Goal of the exercise:
Please rewrite the listing lines from the one containing "the man's hand" through the one containing "column 298, row 203", changing "reference point" to "anchor point" and leaving everything else as it is. Return only those lines.

Material:
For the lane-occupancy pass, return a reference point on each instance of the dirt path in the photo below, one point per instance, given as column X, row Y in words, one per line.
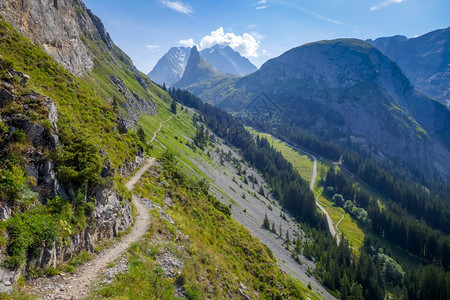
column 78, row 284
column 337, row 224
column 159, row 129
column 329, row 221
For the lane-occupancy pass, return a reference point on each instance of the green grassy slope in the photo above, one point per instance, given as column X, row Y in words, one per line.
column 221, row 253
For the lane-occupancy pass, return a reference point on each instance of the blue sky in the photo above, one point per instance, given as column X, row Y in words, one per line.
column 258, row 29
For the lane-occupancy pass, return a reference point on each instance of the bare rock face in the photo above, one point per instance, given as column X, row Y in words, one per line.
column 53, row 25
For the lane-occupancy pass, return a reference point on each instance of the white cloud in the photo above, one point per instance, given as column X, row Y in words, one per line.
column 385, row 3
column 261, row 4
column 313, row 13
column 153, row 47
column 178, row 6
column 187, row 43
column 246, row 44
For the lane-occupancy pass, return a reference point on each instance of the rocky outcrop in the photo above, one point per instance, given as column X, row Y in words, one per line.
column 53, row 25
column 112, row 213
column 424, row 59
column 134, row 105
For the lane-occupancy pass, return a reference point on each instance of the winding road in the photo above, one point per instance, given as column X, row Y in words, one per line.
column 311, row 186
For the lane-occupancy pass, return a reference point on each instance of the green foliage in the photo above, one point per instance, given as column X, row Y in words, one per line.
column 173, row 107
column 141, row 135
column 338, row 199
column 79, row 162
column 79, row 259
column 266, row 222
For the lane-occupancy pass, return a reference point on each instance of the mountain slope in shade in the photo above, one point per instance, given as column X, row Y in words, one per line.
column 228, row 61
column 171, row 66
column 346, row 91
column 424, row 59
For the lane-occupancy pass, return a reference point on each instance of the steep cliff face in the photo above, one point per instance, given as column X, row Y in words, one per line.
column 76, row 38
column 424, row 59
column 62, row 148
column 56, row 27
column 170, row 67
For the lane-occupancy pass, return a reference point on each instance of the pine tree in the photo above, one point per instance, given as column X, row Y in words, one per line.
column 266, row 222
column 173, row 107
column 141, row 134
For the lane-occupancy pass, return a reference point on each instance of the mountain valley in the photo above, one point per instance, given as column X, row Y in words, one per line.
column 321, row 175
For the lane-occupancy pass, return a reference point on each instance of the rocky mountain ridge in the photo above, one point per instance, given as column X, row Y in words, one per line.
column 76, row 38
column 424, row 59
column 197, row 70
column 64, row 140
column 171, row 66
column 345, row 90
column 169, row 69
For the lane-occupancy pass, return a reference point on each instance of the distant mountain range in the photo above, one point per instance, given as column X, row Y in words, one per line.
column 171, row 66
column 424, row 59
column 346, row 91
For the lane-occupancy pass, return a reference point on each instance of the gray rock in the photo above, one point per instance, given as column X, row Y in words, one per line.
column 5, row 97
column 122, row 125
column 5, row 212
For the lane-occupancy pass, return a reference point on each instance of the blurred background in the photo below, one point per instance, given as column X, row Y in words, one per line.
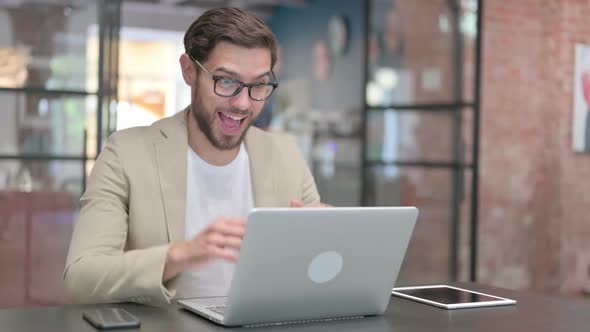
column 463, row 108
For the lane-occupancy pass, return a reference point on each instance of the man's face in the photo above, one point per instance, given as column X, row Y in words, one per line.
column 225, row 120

...

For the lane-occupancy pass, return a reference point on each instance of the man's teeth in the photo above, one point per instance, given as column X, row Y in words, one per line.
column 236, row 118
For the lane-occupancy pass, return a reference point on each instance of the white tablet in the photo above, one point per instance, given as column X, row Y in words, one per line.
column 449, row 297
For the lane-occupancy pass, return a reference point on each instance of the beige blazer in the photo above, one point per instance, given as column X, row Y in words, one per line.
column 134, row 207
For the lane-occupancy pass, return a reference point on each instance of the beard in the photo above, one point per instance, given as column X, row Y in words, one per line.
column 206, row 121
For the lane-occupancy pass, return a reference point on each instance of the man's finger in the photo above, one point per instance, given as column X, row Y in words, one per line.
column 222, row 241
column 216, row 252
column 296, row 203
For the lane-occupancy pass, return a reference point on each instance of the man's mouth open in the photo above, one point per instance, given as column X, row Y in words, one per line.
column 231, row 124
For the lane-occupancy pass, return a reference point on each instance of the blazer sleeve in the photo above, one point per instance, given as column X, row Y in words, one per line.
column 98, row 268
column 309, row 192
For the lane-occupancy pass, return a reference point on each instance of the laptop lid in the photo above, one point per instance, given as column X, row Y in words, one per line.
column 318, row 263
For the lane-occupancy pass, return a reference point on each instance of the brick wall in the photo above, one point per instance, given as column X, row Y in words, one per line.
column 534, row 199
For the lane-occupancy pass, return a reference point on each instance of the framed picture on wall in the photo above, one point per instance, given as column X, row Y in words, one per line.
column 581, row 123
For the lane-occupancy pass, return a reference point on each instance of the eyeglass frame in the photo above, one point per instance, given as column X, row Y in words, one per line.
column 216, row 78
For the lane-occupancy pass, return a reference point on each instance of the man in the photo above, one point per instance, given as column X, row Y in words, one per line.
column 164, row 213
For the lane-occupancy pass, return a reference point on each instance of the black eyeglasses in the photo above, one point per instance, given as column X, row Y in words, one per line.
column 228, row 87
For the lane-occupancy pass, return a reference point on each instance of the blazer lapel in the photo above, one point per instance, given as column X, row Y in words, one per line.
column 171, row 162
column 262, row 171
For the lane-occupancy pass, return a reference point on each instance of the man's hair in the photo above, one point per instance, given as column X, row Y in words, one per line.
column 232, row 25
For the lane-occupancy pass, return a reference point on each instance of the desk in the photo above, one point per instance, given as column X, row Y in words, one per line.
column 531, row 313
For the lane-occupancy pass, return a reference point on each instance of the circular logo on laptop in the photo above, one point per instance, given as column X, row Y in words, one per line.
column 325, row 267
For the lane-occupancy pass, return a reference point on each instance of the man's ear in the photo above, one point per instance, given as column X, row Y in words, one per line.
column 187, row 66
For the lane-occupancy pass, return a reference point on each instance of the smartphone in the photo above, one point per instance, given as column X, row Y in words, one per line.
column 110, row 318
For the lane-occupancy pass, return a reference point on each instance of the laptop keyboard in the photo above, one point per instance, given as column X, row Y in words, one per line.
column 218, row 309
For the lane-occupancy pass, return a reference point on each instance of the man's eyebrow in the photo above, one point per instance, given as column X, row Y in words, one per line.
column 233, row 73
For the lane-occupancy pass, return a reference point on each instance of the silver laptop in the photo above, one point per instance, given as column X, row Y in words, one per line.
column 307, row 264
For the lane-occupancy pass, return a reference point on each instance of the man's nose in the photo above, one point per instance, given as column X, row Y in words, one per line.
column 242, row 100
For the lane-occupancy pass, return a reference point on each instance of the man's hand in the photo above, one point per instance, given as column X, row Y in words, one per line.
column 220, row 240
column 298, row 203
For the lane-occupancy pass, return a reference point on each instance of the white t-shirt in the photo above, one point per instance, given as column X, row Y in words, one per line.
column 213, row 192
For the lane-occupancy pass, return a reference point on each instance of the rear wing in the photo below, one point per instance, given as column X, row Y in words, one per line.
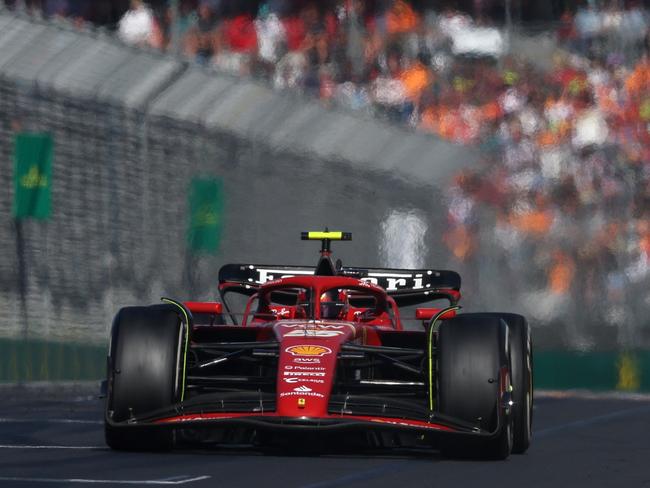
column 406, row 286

==

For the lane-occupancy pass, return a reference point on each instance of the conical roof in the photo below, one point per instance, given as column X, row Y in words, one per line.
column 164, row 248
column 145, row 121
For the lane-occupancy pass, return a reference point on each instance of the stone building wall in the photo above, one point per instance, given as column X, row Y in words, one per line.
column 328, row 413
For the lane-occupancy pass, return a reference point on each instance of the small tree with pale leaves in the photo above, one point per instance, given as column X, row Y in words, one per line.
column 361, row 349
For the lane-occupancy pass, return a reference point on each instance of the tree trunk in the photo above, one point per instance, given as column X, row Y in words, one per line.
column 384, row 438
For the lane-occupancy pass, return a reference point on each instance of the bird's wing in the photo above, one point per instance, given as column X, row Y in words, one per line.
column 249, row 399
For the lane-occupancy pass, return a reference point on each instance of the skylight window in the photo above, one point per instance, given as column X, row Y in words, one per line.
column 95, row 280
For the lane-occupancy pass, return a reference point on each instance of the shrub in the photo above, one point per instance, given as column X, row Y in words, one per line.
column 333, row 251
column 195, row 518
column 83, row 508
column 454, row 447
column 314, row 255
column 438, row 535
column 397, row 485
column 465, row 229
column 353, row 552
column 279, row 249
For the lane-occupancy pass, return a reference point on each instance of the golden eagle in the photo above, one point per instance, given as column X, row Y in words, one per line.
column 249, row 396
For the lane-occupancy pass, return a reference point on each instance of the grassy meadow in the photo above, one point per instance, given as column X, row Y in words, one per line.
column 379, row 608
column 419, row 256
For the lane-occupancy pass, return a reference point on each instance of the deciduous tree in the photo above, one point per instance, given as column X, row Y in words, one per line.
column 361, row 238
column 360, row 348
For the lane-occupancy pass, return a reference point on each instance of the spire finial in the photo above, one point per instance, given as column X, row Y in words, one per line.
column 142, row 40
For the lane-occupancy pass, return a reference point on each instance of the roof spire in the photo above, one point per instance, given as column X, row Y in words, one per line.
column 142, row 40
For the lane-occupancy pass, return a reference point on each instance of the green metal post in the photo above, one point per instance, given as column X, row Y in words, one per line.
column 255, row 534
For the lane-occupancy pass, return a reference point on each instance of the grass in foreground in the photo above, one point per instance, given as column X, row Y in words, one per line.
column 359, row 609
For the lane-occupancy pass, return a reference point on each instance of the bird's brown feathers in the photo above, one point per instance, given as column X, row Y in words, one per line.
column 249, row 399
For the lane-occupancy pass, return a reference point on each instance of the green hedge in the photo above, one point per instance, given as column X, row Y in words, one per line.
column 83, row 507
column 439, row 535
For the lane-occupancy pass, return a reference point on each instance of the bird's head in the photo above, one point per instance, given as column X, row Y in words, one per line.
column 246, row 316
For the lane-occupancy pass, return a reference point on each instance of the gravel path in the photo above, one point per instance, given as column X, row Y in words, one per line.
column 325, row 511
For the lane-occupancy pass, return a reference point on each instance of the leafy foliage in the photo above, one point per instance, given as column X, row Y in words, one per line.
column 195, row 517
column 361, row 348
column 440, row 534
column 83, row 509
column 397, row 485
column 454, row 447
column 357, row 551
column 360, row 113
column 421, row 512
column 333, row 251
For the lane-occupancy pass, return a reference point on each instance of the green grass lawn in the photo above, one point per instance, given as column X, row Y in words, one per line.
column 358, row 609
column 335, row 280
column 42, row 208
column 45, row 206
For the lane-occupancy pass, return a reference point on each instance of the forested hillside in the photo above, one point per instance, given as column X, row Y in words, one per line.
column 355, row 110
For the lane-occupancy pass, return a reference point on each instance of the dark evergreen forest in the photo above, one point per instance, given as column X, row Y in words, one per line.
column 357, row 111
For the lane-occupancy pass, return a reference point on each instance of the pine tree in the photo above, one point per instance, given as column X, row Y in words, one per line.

Solution to the problem:
For the lane-occupancy pass, return a anchor point on each instance of the man's hand in the photo above, one point per instance, given as column X, row Y in words, one per line.
column 220, row 240
column 298, row 203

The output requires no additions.